WRITTEN TASK 1
Reproduce the records verbatim, starting at the first line of the records and ending at the line containing "(1043, 172)", both lines included.
****
Midchekoff snatched the pistol convulsively, and, placing the muzzle on Norwood's breast, fired. With a wild cry he staggered and fell dead upon the floor. The Prince flung open the door, and rang the bell violently. In a moment the room was filled with servants. “Send Jocasse here,” said Midchekoff; and his chief secretary entered in all haste and trepidation. “This is an affair for the police, Jocasse,” said the Prince, coolly. “Send for the brigadier, and let him come to my room.”
“Suicide shows a great manque de savoir vivre,” said Haggerstone, as the news of the event was circulated through Florence. And the "mot" survived the memory of its victim. [Chapter LXIX, "A Sad Exit," 629]
Commentary: Norwood's Honour or His Life?
Phiz artfully identifies what is probably a murder by the oblique phrase "makes his exit," to allow for the possibility that this will be received as a suicide, as is consistent with the chapter title and Midchekoff's assertion that Norwood has died by his own hand — which in a sense he has, since he brought a brace of duelling pistols with him to Prince Midchekoff's palatial villa, the 'Muskova' at Fiesole, outside Florence, and has demanded that he choose one, noting that only one is loaded. When the Russian Prince in evening dress summons his servants moments later, only one pistol appears in Phiz's climactic illustration. The five uniformed members of the Prince's household are suitably shocked to find the corpse of the English nobleman, but Midchekoff seems completely rational and emotionally detached as he points towards the "suicide" on the floor.
The cause of the quarrel between the Russian prince and the English peer is the consequence of a plot secret that the Abbé D'Esmonde has only recently brought to light, namely that he had married Lola de Seviglia, the ballerina of the Grand Opera at Salamanca, and Viscount Norwood (Gerald Acton as he was in youth), and that therefore Prince Midchekoff has taken as his mistress the woman who is legally still Viscountess Norwood. Norwood and his friend, the French Secretary of the Legation, have driven to the Russian Prince's palace in Count Morlache's carriage to issue a challenge regarding this romantic triangle. The schemer behind this tragic confrontation is the devious Abbé, who has counselled Norwood to recover his honour by challenging Midchekoff to a duel:
What is to be done here?"
"If the marriage admitted of dispute or denial, I should say, disavow it," said the Priest. "It is too late for this."
Go on. What next?"
****
WRITTEN TASK 2
List every city or town named in the passage on Norwood's death.
****
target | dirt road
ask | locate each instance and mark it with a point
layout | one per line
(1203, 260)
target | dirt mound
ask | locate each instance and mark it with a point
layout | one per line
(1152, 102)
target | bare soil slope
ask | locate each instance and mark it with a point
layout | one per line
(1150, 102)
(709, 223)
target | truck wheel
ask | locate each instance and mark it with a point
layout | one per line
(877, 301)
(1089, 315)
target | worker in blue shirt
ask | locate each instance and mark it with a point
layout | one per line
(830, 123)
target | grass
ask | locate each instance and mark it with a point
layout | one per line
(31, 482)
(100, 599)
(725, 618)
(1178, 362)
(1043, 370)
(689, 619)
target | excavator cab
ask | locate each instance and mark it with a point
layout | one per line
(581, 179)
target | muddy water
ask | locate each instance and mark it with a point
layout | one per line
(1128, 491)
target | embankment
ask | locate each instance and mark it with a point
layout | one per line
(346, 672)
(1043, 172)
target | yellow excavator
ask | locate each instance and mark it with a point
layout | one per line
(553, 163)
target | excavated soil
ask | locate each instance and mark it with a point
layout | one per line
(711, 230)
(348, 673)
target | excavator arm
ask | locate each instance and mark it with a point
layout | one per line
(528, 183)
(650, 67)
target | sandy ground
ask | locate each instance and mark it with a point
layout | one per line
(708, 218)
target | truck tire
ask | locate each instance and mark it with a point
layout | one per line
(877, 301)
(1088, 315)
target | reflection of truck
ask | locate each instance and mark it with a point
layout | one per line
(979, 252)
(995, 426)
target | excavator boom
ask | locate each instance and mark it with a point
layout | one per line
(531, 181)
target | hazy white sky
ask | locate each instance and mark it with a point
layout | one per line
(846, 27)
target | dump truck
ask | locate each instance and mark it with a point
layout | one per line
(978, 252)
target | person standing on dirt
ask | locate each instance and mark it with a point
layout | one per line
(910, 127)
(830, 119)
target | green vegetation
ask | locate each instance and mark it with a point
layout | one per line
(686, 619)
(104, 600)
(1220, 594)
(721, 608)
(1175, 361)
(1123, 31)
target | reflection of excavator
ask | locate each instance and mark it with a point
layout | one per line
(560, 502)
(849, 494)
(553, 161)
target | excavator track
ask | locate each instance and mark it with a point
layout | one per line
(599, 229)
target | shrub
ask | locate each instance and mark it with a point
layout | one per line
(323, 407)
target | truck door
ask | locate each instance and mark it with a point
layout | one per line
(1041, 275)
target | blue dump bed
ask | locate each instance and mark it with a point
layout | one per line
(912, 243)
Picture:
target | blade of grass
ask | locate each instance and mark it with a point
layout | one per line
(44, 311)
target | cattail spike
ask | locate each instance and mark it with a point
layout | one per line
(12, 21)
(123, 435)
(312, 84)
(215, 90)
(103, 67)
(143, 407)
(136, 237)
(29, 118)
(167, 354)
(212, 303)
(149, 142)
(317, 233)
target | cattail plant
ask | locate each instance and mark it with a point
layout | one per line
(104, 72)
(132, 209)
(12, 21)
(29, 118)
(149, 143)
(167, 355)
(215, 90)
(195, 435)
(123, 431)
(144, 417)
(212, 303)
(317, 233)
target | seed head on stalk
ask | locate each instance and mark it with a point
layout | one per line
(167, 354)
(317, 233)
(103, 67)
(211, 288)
****
EXERCISE SOLUTION 1
target | dirt road
ask | locate each instance and mark it with a point
layout | one per line
(1203, 260)
target | dirt mound
ask | locate each instance and mark it with a point
layout | one per line
(1152, 102)
target | bare soil slope
ask | locate each instance and mark it with a point
layout | one per line
(1150, 102)
(709, 223)
target | truck wheel
ask | locate each instance and mark it with a point
layout | one per line
(877, 301)
(1089, 315)
target | worker in blue shirt
ask | locate each instance and mark it with a point
layout | one per line
(830, 123)
target | grass
ask | locate each instance and mark it with a point
layout | one per line
(31, 482)
(100, 599)
(725, 618)
(1178, 362)
(1043, 370)
(689, 619)
target | excavator cab
ask | locate each instance and mark it with a point
layout | one per line
(581, 179)
target | muddy water
ask | locate each instance and mark it with a point
layout | one per line
(1128, 491)
target | embankment
ask | locate each instance and mark it with a point
layout | one per line
(346, 672)
(1043, 172)

EXERCISE SOLUTION 2
Florence
Fiesole
Salamanca